== Requirement ==
Take the records underneath and set them down exactly.

Data extracted from a collection:
########################################

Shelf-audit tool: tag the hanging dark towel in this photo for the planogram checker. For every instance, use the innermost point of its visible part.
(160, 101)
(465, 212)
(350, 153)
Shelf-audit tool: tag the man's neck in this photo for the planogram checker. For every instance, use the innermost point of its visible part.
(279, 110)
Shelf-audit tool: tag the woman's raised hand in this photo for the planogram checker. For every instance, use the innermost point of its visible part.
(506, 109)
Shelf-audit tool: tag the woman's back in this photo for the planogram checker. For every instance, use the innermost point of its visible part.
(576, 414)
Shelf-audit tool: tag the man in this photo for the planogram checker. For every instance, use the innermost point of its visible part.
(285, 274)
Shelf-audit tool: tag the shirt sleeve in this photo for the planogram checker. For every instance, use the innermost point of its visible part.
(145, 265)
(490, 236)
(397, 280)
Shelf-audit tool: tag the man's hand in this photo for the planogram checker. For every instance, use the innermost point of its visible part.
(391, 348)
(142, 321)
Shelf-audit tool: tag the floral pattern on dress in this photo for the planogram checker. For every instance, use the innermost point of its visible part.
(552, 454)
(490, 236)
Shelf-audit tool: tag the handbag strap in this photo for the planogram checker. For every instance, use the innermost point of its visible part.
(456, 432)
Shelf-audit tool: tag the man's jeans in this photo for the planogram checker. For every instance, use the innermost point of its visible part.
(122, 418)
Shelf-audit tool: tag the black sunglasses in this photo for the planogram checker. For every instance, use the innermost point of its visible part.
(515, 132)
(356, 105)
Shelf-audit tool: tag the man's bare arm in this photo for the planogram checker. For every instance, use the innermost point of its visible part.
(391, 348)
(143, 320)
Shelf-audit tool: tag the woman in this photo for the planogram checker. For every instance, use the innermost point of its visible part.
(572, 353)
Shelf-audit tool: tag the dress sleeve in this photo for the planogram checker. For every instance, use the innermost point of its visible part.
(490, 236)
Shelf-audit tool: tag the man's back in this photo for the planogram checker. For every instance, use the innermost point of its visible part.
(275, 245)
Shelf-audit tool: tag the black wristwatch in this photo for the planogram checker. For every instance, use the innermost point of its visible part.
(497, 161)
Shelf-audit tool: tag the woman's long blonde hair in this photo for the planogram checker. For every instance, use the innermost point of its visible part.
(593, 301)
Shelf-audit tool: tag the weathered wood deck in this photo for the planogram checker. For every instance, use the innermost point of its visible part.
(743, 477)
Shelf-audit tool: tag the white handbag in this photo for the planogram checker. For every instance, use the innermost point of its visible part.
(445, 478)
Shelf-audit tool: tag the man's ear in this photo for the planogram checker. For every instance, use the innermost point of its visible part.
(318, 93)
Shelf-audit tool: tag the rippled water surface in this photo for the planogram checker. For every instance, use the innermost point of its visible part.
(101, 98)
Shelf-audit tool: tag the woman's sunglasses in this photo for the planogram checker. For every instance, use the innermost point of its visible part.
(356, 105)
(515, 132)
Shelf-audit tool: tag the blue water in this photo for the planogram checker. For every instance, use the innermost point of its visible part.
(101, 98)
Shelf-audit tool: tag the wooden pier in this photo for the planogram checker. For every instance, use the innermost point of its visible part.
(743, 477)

########################################

== Response to the task ==
Shelf-audit tool: tag the hanging dark towel in this photo for the planogram checker. For every instance, use the innermost point of its visible part.
(160, 101)
(465, 212)
(350, 153)
Shelf-audit tool: tag the man's neck in this photo for the planogram checker. For every instance, use the innermost point of its visible part.
(279, 110)
Shelf-audit tool: tag the woman's raised hand in this photo for the planogram checker. For every instance, use the innermost point of its visible part.
(506, 109)
Shelf-audit tool: tag the woman's back in this photo for the planogram checker. For every instance, use the innermost point of its visible part.
(576, 414)
Shelf-audit tool: tag the man in this photo for the planogram checker. For every instance, use the innermost point of its visible part.
(285, 274)
Shelf-audit tool: tag the shirt sleeve in this photo for the planogram checker. For every instance, use the innermost point of its visible part.
(145, 265)
(490, 236)
(397, 280)
Shelf-audit tool: tag the man's hand in this photo for the planogram checker. For every instance, use the innermost point of its visible part.
(391, 348)
(142, 321)
Shelf-audit tool: tag the floral pattern on dress in this photo for the planogram checker. For every instance, use the innermost point of its visible part.
(552, 454)
(490, 236)
Shelf-audit tool: tag the handbag strap in this photo for the planogram checker. For every instance, use the innermost point of its visible part.
(456, 432)
Shelf-audit tool: tag the man's jeans in this photo for the planogram checker. For every instance, use the innermost point of its visible part.
(122, 418)
Shelf-audit tool: tag the black sunglasses in this photo for the planogram checker. For every instance, use the innermost point of its visible part.
(515, 132)
(356, 105)
Shelf-audit tool: tag the man's bare arm in this photo for the planogram checker. For every instance, use the innermost point of its visible part.
(391, 348)
(143, 320)
Shelf-audit tool: tag the woman in this photo for the planogram checker. For every instance, use the innermost point of its visible part.
(572, 353)
Shelf-audit tool: tag the dress sleeve in this photo for the planogram checker. For every instance, use the innermost point of its visible part.
(490, 236)
Shelf-audit tool: tag the man's back in this photo for the planogram checker. For every instance, use the innermost point of its visible part.
(275, 245)
Shelf-audit tool: tag the black wristwatch in this photo for the planogram checker. For every instance, use the innermost point of its visible part.
(497, 161)
Shelf-audit tool: tag the woman's long blonde hair in this photo for the planogram checker. For every instance, use the innermost point of its visible part.
(593, 301)
Shelf-audit tool: tag the weathered wood deck in this photo for the planogram checker. For every instance, use the innermost point of its visible part.
(743, 477)
Shelf-audit tool: tag the white handbag in this photo for the planogram checker. For every instance, use the innermost point of its visible part.
(445, 478)
Shelf-audit tool: tag the man's ear in this photo for the planogram checker. For every instance, use the innermost point of its visible part.
(318, 93)
Shelf-audit tool: tag the rippled water surface in this photo for the planogram checker. For every instance, use the innermost point of its visible part.
(101, 98)
Shelf-audit tool: tag the woman's sunglasses in this photo for the planogram checker. For every instance, use the innermost point of its visible part.
(356, 105)
(515, 132)
Shelf-audit tool: tag the blue water in this photo for the planogram checker. For every instance, use the innermost point of its visible part.
(101, 98)
Shelf-audit tool: tag the wooden pier in this photo for the planogram checker. For every instance, use the innermost point of its visible part.
(743, 477)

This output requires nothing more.